In Cloud-Projekten wird in der Regel mit agilem Projektmanagement gearbeitet oder mit hybridem Projektmanagement, also einer Mischform aus Wasserfall und agilem Ansatz. Die Ausprägung muss zum Kunden passen. Oft wird es von uns so organisiert, dass der Fachbereich den Product-Owner / Process-Owner stellt oder die IT macht das Projektmanagement und arbeitet eng mit dem Process-Owner aus dem Fachbereich zusammen. Auch die Einbindung anderer Standorte, Regionen oder Landesgesellschaften ist eine wichtige Koordinationsaufgabe.

 

Fazit

Eine SAP Hybris-Einführung ist aus unserer Sicht ein Veränderungsprojekt, kein IT-Projekt. Zuvor sollte die unternehmensweite Bereitschaft zur „Kundenzentrierung“ erfüllt sein und der Nutzen allen Beteiligten klar sein. Ängste und Sorgen eines derartigen Wandels werden oft unterschätzt und unter den Teppich gekehrt, was dann dazu führt, dass solche Projekte nur einen Basisnutzen liefern.

Treibt und koordiniert man das Thema jedoch ganzheitlich, hat man die Chance von den nahezu unbegrenzten technischen Möglichkeiten der Werkzeuge viel mehr zu profitieren. Die Kunden werden es lieben, eine gute Betreuung und guten Service zu bekommen.

 

Drei Fragen an den Experten:

 

Herr Geppert, was steckt hinter Kundenzentrierung und Digitalisierung im B2B-Vertrieb?

Robert GeppertKundenzentrierung hat zunächst einmal wenig mit Softwarelösungen zu tun, sondern ist vorrangig eine neue Unternehmensphilosophie. Ein anderes Denken im Unternehmen über Abteilungsgrenzen hinweg — und dann eine Chance, die B2B-Kunden zufriedener zu machen.

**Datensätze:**
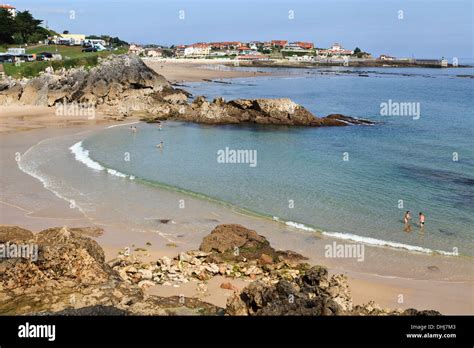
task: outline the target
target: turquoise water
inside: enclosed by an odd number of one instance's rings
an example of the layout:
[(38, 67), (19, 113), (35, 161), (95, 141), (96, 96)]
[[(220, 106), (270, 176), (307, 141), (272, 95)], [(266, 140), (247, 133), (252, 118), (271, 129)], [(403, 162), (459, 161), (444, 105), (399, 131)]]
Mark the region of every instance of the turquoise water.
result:
[[(284, 70), (283, 77), (186, 89), (208, 98), (289, 97), (315, 115), (342, 113), (380, 123), (288, 128), (170, 122), (161, 131), (140, 124), (136, 134), (128, 126), (110, 128), (82, 146), (105, 167), (260, 214), (473, 255), (473, 79), (456, 77), (473, 69), (323, 70)], [(420, 103), (419, 119), (381, 116), (380, 104), (388, 100)], [(163, 149), (156, 148), (160, 141)], [(217, 152), (226, 147), (256, 150), (257, 165), (218, 163)], [(415, 225), (403, 231), (406, 210), (414, 222), (424, 212), (424, 231)]]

**AUFGABENBESCHREIBUNG:**
Übertragen Sie diesen Satz aus dem Text über SAP-Hybris-Einführungen ins Englische: „Eine SAP Hybris-Einführung ist aus unserer Sicht ein Veränderungsprojekt, kein IT-Projekt.“ Die Daten braucht man für die Bearbeitung nicht.

**LÖSUNG:**
In our view, an SAP Hybris implementation is a change project, not an IT project.